◆ **Task prompt**: Exactly as they appear, copy the lines of the listing from the one containing "Query: covered walkway" through the final line, both included, and nothing else.

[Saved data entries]
+===+
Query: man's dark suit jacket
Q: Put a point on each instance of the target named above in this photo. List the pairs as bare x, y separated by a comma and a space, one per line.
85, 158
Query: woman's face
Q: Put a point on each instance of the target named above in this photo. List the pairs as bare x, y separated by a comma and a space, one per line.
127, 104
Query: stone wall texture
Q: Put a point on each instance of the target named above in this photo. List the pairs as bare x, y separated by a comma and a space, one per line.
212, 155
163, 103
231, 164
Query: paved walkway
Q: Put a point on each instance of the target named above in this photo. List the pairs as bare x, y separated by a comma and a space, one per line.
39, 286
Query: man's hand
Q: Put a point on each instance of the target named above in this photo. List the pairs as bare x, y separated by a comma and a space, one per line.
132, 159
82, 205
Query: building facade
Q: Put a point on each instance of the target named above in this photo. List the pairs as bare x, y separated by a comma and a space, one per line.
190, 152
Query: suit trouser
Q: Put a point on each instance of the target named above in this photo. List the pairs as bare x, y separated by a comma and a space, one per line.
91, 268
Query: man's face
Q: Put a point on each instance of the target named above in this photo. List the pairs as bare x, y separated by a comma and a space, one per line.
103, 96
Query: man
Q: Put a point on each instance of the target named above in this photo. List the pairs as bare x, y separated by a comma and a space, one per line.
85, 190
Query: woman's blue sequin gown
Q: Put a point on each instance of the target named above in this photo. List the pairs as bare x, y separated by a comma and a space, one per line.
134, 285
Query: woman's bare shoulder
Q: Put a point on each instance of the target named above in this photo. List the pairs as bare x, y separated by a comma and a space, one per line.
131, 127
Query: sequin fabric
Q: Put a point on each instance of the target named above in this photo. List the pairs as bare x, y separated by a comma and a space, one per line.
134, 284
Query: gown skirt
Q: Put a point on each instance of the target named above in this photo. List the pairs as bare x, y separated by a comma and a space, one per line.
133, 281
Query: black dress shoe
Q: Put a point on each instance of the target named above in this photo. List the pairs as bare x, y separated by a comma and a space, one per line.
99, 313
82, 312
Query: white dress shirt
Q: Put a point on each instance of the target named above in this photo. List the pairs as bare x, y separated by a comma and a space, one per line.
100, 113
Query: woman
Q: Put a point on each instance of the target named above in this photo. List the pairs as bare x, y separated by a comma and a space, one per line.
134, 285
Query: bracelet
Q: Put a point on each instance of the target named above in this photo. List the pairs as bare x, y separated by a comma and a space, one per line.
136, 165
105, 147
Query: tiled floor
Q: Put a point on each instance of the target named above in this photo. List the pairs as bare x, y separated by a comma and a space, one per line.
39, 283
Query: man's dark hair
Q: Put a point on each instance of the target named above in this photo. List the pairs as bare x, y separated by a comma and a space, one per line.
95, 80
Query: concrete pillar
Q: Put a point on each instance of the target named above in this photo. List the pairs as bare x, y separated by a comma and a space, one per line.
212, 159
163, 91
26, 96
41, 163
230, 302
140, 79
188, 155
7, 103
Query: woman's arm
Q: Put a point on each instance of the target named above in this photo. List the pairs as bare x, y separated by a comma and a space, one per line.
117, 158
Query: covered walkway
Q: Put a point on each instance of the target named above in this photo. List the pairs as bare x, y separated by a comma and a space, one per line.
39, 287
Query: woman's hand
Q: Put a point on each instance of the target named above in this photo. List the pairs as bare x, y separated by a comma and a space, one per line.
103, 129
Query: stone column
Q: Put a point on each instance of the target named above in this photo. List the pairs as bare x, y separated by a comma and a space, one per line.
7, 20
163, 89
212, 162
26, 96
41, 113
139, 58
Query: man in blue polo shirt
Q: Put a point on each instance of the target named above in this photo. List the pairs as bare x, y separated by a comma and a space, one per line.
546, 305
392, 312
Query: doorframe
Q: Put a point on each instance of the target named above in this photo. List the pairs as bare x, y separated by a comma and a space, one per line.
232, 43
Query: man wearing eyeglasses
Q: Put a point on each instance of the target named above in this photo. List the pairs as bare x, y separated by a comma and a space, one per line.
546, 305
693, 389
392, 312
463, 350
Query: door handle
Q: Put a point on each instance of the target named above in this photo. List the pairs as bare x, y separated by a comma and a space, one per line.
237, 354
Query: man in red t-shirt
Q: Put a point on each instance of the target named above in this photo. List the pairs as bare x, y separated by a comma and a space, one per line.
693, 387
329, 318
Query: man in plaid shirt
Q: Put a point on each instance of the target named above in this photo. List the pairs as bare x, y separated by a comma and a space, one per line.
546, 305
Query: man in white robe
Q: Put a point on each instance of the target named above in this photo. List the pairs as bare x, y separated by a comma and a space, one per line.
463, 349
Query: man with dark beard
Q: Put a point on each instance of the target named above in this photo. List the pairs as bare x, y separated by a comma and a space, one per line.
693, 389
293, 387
+===+
◆ **Written response**:
Query: covered walkway
Q: Put a point on each instance of the target named above in this photo. List the pairs as bare x, y separated by a comma and a space, one per line.
39, 287
Query: woman's hand
Q: Put a point on each instance of the target named above in this photo. List the pairs as bare x, y separated by a comma and a space, one per line.
103, 129
Query: stone column
Q: Put a point on each instance of the target named above in this photo. List the pairs as bare x, y separated by a comma and a space, one per line.
7, 20
163, 89
212, 162
26, 96
41, 113
139, 58
Query: man in blue polo shirt
Q: Put a point on each instance of the target named above in this photo. List the pairs as bare x, y separated by a comma and a space, one per line.
546, 305
392, 312
Query: doorframe
Q: Put a point on each instance of the target named above in this photo. List the pairs as bare x, y separated by a comma and a space, one per line.
232, 43
Query: man wearing eyeglasses
Q: Put a point on each instance of the target named above in this photo. List the pairs as bare x, y separated by a comma and a space, one per line.
546, 305
693, 389
392, 312
463, 350
Query: door handle
Q: Put a point on each instance of the target named above in this photo. List the pairs as bare x, y separated by a comma and a space, one per line.
237, 354
Query: man in red t-shirt
Q: Put a point on each instance of the target named above in this photo. List the pairs as bare x, y separated by a comma and a space, one per line.
693, 387
329, 318
Query: man in plaid shirt
Q: Put a point on each instance of the target named above in this photo. List the pairs as bare x, y separated by a comma and a space, one per line.
546, 305
Query: man in white robe
Q: Put a point on each instance of the target named above in this photo. List the pairs as bare x, y separated by a comma and a space, one per line.
463, 349
Query: man with dark beard
Q: Put a point on each instance of the target named above in this photo. List the pairs as bare x, y separated by a comma and a space, one per line.
693, 389
293, 387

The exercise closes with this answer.